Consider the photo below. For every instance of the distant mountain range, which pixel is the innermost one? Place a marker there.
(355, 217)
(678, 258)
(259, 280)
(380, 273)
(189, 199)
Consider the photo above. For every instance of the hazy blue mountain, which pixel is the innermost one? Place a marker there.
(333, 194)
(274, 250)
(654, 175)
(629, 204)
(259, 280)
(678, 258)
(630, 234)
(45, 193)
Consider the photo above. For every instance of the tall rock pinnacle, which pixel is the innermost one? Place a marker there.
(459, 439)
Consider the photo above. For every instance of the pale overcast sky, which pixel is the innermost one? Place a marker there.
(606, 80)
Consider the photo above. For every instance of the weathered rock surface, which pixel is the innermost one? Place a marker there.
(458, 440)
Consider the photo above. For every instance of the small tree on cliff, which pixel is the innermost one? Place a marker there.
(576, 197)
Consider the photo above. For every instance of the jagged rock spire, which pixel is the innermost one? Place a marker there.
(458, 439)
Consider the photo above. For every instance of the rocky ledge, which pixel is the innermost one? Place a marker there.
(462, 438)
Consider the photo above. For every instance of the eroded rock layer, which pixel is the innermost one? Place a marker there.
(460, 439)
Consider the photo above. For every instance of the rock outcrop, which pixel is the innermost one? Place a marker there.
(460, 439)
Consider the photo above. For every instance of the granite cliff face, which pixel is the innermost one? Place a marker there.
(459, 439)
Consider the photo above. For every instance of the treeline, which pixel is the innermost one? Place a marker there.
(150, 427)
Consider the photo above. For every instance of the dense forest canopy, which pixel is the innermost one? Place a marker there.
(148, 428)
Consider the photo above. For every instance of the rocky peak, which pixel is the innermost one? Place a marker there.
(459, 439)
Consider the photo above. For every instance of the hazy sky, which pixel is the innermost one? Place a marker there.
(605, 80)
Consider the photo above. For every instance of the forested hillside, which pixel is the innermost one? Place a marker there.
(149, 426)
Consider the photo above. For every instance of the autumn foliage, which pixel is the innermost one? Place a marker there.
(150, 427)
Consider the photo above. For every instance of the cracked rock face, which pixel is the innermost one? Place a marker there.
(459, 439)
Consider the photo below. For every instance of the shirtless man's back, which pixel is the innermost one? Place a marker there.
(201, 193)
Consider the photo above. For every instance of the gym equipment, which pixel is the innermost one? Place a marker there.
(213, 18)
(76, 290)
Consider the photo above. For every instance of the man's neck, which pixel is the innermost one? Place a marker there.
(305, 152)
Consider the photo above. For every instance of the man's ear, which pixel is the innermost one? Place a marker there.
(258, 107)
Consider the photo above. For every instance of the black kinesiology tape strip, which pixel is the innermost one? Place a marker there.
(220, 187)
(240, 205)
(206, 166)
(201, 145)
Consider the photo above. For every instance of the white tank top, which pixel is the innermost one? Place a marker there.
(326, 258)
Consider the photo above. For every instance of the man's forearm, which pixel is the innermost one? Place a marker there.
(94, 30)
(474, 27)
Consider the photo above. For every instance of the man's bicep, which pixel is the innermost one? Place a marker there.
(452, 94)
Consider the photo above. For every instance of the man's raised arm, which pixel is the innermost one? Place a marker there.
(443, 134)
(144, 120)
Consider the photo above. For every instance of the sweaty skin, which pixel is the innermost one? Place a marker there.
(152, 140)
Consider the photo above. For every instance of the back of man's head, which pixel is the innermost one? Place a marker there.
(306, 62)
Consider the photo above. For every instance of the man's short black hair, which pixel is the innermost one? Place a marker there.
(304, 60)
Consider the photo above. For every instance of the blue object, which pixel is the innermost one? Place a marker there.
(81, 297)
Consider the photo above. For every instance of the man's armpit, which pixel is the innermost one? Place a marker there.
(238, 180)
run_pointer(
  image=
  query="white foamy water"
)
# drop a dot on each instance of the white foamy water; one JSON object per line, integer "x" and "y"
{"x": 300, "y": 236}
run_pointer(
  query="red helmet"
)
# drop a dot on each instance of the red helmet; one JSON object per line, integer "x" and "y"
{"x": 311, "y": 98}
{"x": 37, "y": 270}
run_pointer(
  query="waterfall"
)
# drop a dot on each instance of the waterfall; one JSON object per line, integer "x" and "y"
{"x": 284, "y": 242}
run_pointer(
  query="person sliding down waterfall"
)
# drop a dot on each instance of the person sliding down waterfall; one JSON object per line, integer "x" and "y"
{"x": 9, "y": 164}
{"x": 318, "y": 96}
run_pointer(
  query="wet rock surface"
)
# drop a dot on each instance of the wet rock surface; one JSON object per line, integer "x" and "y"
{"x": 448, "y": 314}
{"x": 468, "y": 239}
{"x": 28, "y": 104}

WHAT YOU ARE ASKED TO DO: Repeat each record exactly, leaving nothing out.

TASK OUTPUT:
Consider the photo below. For every instance of the distant mountain range, which pixel is the innermost one? Place a marker there.
(355, 217)
(678, 258)
(259, 280)
(380, 273)
(189, 199)
Consider the photo above. For every instance of the hazy blue mountain, which pixel is the innermost one? Place a marker there.
(333, 194)
(274, 250)
(654, 175)
(629, 204)
(259, 280)
(678, 258)
(630, 234)
(45, 193)
Consider the photo above. For every instance of the tall rock pinnacle, which pixel is the innermost one? Place a marker there.
(459, 439)
Consider the photo above. For every instance of the pale overcast sky, which pixel is the innermost one? Place a marker there.
(606, 80)
Consider the photo above. For every instance of the weathered rock surface, which pixel is the innermost one? Place a marker there.
(458, 440)
Consider the photo above. For every instance of the small tree on cliff, which pixel is the innermost one? Place a marker there.
(576, 197)
Consider the photo above. For every instance of the jagged rock spire, which pixel is the innermost one? Place a marker there.
(458, 439)
Consider the photo above. For every instance of the rocky ledge, which pixel is the innermost one? Place a marker there.
(462, 438)
Consider the photo above. For every instance of the eroded rock layer, which pixel is the innermost one? Place a marker there.
(460, 439)
Consider the photo above. For every instance of the rock outcrop, which pixel is the innermost one? Place a marker there.
(460, 439)
Consider the photo above. For every instance of the granite cliff face, which pixel is the innermost one? Place a marker there.
(459, 439)
Consider the photo above. For every instance of the treeline, which pixel is the innermost one? Place a marker there.
(150, 427)
Consider the photo above. For every instance of the dense forest canopy, which pixel is the innermost one? Place a marker there.
(148, 428)
Consider the photo above. For every instance of the rocky peak, which pixel is the innermost one? Place a marker there.
(459, 439)
Consider the photo above. For every instance of the hazy sky, which pixel is the innermost one? Place a marker there.
(605, 80)
Consider the photo above. For every instance of the forested hillside, which pixel is the innermost one? Place a marker there.
(149, 426)
Consider the photo above. For every instance of the autumn foliage, which pixel is the innermost one? Place a marker there.
(150, 427)
Consider the photo above. For every instance of the cracked rock face, which pixel is the innermost one? Place a marker there.
(459, 439)
Consider the photo below. For every instance of the shirtless man's back, which pixel is the innermost one? Place a marker there.
(201, 193)
Consider the photo above. For every instance of the gym equipment, which pixel is the innermost one? Place a marker there.
(213, 18)
(76, 290)
Consider the photo above. For every instance of the man's neck, which pixel is the innermost one? Place a marker there.
(305, 152)
Consider the photo above. For every instance of the man's ear, which pixel is the innermost one? Place a marker there.
(258, 107)
Consider the photo above. For every instance of the black kinesiology tape strip, which pixel is the innermost one? Place a marker there.
(220, 187)
(240, 205)
(206, 166)
(201, 145)
Consider the photo above. For every instance of the white tank top, which pixel is the innermost one? Place a marker there.
(326, 258)
Consider the photo above. For every instance of the man's forearm, which pixel is the innermost one? Place a marker there.
(94, 30)
(474, 27)
Consider the photo above. For every instance of the man's bicep, which pixel is the innermost one? Place a marker there.
(452, 94)
Consider the photo above. For every instance of the man's raised arm, which pixel is the innermost one? Place a marker there.
(443, 134)
(144, 120)
Consider the photo above. For every instance of the sweaty skin, which pixel is the innermost one? Place a marker there.
(152, 140)
Consider the photo above. For every instance of the back of man's head, which pixel is the innermost one? Place a marker there.
(306, 62)
Consider the photo above. For every instance of the man's short black hair, which pixel is the innermost one? Place a marker there.
(304, 60)
Consider the photo above. For every instance of the blue object, which pixel is the innermost one? Place a marker there.
(81, 297)
Consider the photo above. For every instance of the man's armpit, which pixel is the innermost one? Place a marker there.
(238, 180)
run_pointer(
  image=
  query="white foamy water"
)
# drop a dot on each instance of the white foamy water; one JSON object per line, integer "x" and "y"
{"x": 300, "y": 236}
run_pointer(
  query="red helmet"
)
# drop a dot on each instance of the red helmet; one JSON object per line, integer "x" and "y"
{"x": 311, "y": 98}
{"x": 37, "y": 270}
run_pointer(
  query="waterfall"
)
# drop a dot on each instance of the waterfall; one JSON object per line, integer "x" and "y"
{"x": 284, "y": 242}
run_pointer(
  query="person sliding down waterfall"
)
# drop a dot on each instance of the person sliding down waterfall; one JSON object per line, integer "x" and "y"
{"x": 9, "y": 164}
{"x": 318, "y": 96}
run_pointer(
  query="wet rock surface"
)
# drop a dot on each instance of the wet rock surface; one JSON object per line, integer "x" and "y"
{"x": 448, "y": 314}
{"x": 468, "y": 239}
{"x": 28, "y": 104}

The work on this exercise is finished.